* Begin DOCUMENT SECTION *
Economic Lot Size Calculator

The Economic Lot Size Calculator calculates the optimal order quantity that minimises total inventory costs using demand, ordering, holding, and lead time inputs.

About the Economic Lot Size Calculator

Economic lot size, often called Economic Order Quantity (EOQ), is the number of units you order each time to minimize your total annual inventory cost. That cost typically includes what you spend placing orders and what you spend carrying inventory. The calculator pinpoints the quantity where those two forces balance.

Use it when you face steady demand and consistent cost behavior. It fits retail, wholesale, manufacturing, and e-commerce operations. It is also a solid baseline for planning when you do not have quantity discounts or tight capacity constraints. Even if your situation is more complex, this gives you a defensible starting point for negotiations and budgeting.

The tool accepts a few core inputs and returns the recommended lot size, cycle time, number of orders per year, and a basic cost breakdown. You can also estimate a reorder point using your lead time and daily demand. If your environment involves in-house production, you can model a production lot size variant as well.

Equations Used by the Economic Lot Size Calculator

The calculator applies standard inventory formulas. These focus on finding the order quantity that minimizes the sum of ordering and holding costs under steady demand. Below are the key relationships.
* End DOCUMENT SECTION *
#### [OBJECTIVE 1]
Tally the lines in the records that contain the string "mountain". Give only the number.
* Begin MATERIAL PROVIDED *
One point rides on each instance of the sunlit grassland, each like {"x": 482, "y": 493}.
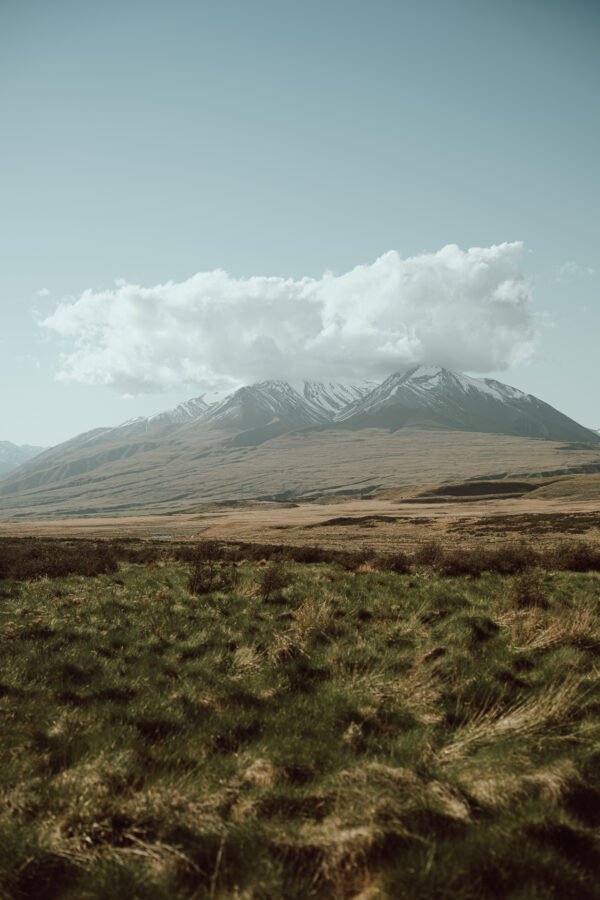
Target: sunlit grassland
{"x": 355, "y": 733}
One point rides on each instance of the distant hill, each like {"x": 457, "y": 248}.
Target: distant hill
{"x": 276, "y": 439}
{"x": 12, "y": 455}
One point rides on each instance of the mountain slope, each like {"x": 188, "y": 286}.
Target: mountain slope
{"x": 12, "y": 455}
{"x": 266, "y": 440}
{"x": 436, "y": 397}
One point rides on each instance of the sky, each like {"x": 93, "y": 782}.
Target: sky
{"x": 195, "y": 195}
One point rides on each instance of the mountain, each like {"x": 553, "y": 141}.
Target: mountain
{"x": 13, "y": 455}
{"x": 277, "y": 439}
{"x": 436, "y": 397}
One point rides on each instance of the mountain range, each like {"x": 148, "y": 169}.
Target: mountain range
{"x": 13, "y": 455}
{"x": 255, "y": 442}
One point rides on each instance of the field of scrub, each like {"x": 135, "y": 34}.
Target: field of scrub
{"x": 266, "y": 728}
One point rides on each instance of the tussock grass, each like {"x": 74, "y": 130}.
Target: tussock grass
{"x": 305, "y": 729}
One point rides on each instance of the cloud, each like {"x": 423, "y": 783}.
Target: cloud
{"x": 467, "y": 310}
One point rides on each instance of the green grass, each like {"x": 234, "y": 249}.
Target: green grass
{"x": 343, "y": 733}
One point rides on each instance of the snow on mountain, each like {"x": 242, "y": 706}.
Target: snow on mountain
{"x": 434, "y": 396}
{"x": 263, "y": 404}
{"x": 331, "y": 398}
{"x": 12, "y": 455}
{"x": 186, "y": 412}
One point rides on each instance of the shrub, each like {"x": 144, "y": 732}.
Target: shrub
{"x": 29, "y": 559}
{"x": 527, "y": 590}
{"x": 509, "y": 559}
{"x": 575, "y": 556}
{"x": 272, "y": 580}
{"x": 429, "y": 554}
{"x": 208, "y": 573}
{"x": 398, "y": 562}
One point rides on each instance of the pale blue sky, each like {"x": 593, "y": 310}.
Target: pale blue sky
{"x": 149, "y": 141}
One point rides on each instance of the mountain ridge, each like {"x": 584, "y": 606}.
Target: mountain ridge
{"x": 185, "y": 452}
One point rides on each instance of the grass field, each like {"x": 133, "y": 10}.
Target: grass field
{"x": 264, "y": 728}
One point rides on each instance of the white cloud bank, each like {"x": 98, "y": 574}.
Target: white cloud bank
{"x": 466, "y": 310}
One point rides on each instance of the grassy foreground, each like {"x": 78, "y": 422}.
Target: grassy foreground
{"x": 306, "y": 731}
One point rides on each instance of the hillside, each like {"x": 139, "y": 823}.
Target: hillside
{"x": 13, "y": 455}
{"x": 276, "y": 440}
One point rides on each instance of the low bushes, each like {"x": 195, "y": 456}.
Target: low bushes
{"x": 27, "y": 559}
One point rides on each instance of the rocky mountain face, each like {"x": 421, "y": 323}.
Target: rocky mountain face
{"x": 436, "y": 397}
{"x": 12, "y": 455}
{"x": 182, "y": 449}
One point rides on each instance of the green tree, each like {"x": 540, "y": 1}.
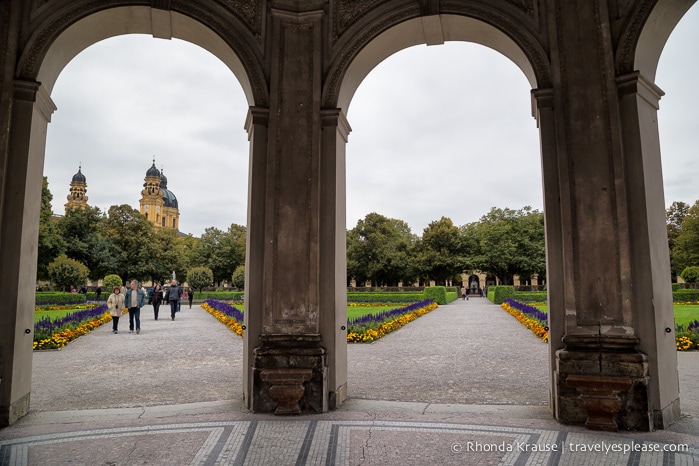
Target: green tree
{"x": 200, "y": 277}
{"x": 691, "y": 274}
{"x": 509, "y": 242}
{"x": 131, "y": 233}
{"x": 221, "y": 251}
{"x": 378, "y": 249}
{"x": 112, "y": 280}
{"x": 440, "y": 254}
{"x": 87, "y": 241}
{"x": 66, "y": 272}
{"x": 675, "y": 215}
{"x": 238, "y": 278}
{"x": 686, "y": 246}
{"x": 51, "y": 243}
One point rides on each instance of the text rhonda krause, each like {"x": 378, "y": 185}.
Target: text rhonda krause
{"x": 601, "y": 447}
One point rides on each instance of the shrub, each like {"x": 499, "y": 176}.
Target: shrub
{"x": 50, "y": 297}
{"x": 65, "y": 272}
{"x": 389, "y": 297}
{"x": 690, "y": 274}
{"x": 200, "y": 277}
{"x": 438, "y": 294}
{"x": 238, "y": 278}
{"x": 501, "y": 293}
{"x": 110, "y": 281}
{"x": 685, "y": 296}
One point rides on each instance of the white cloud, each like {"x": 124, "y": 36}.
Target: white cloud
{"x": 437, "y": 131}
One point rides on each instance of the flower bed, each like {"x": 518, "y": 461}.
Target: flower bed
{"x": 530, "y": 317}
{"x": 226, "y": 313}
{"x": 687, "y": 339}
{"x": 371, "y": 327}
{"x": 55, "y": 334}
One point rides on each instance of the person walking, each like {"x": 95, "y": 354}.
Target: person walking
{"x": 157, "y": 300}
{"x": 115, "y": 304}
{"x": 135, "y": 299}
{"x": 173, "y": 296}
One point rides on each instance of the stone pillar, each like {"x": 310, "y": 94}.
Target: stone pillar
{"x": 653, "y": 313}
{"x": 19, "y": 231}
{"x": 285, "y": 335}
{"x": 603, "y": 237}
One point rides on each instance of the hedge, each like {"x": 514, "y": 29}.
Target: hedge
{"x": 387, "y": 297}
{"x": 500, "y": 293}
{"x": 57, "y": 297}
{"x": 219, "y": 295}
{"x": 685, "y": 296}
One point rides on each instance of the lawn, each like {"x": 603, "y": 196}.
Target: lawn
{"x": 684, "y": 313}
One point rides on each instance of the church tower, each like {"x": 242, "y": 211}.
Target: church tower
{"x": 78, "y": 187}
{"x": 159, "y": 204}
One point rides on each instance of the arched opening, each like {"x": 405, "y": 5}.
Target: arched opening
{"x": 423, "y": 127}
{"x": 678, "y": 118}
{"x": 137, "y": 20}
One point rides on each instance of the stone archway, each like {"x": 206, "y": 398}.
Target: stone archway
{"x": 611, "y": 322}
{"x": 59, "y": 38}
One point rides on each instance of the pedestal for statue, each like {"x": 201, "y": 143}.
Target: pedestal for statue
{"x": 603, "y": 382}
{"x": 290, "y": 375}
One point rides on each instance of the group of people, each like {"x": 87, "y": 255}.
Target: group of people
{"x": 135, "y": 298}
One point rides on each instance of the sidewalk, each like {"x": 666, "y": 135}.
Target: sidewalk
{"x": 458, "y": 388}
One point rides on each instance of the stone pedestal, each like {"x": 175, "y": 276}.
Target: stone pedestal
{"x": 603, "y": 382}
{"x": 290, "y": 375}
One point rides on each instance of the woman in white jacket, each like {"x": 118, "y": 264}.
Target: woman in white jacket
{"x": 115, "y": 304}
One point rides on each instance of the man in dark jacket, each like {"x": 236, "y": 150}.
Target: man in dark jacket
{"x": 174, "y": 294}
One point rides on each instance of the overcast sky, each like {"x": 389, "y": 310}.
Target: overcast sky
{"x": 436, "y": 131}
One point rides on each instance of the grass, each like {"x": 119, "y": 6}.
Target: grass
{"x": 684, "y": 313}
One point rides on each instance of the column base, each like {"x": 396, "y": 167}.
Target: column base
{"x": 10, "y": 414}
{"x": 603, "y": 382}
{"x": 289, "y": 375}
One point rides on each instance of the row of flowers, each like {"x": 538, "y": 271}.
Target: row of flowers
{"x": 371, "y": 327}
{"x": 227, "y": 313}
{"x": 687, "y": 339}
{"x": 57, "y": 333}
{"x": 362, "y": 329}
{"x": 529, "y": 316}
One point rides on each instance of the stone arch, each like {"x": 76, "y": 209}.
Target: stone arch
{"x": 646, "y": 33}
{"x": 397, "y": 31}
{"x": 66, "y": 33}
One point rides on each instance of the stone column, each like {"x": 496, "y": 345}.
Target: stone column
{"x": 285, "y": 335}
{"x": 598, "y": 239}
{"x": 19, "y": 230}
{"x": 653, "y": 313}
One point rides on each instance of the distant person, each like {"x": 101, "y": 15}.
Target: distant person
{"x": 157, "y": 300}
{"x": 135, "y": 299}
{"x": 173, "y": 296}
{"x": 115, "y": 304}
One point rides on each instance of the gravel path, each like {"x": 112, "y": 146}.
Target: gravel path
{"x": 467, "y": 352}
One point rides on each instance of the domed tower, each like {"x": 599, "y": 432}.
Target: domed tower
{"x": 151, "y": 203}
{"x": 78, "y": 187}
{"x": 171, "y": 211}
{"x": 158, "y": 204}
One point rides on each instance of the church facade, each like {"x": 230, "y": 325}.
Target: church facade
{"x": 158, "y": 204}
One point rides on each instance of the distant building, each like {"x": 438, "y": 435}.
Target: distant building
{"x": 158, "y": 204}
{"x": 78, "y": 187}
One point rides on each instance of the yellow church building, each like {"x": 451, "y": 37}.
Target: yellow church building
{"x": 158, "y": 204}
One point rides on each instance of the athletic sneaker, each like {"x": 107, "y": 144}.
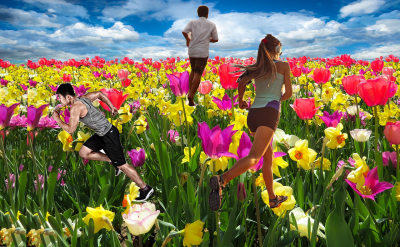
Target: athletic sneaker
{"x": 144, "y": 194}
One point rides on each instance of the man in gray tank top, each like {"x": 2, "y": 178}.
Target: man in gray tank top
{"x": 105, "y": 144}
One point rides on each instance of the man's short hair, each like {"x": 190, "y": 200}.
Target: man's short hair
{"x": 202, "y": 11}
{"x": 65, "y": 89}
* End MATERIAL PROVIDED *
#### [OBJECTIVE 2]
According to the economic lot size calculator page, which types of operations does the tool fit? List each one.

#### [TASK RESPONSE 1]
12

#### [TASK RESPONSE 2]
- Retail
- Wholesale
- Manufacturing
- E-commerce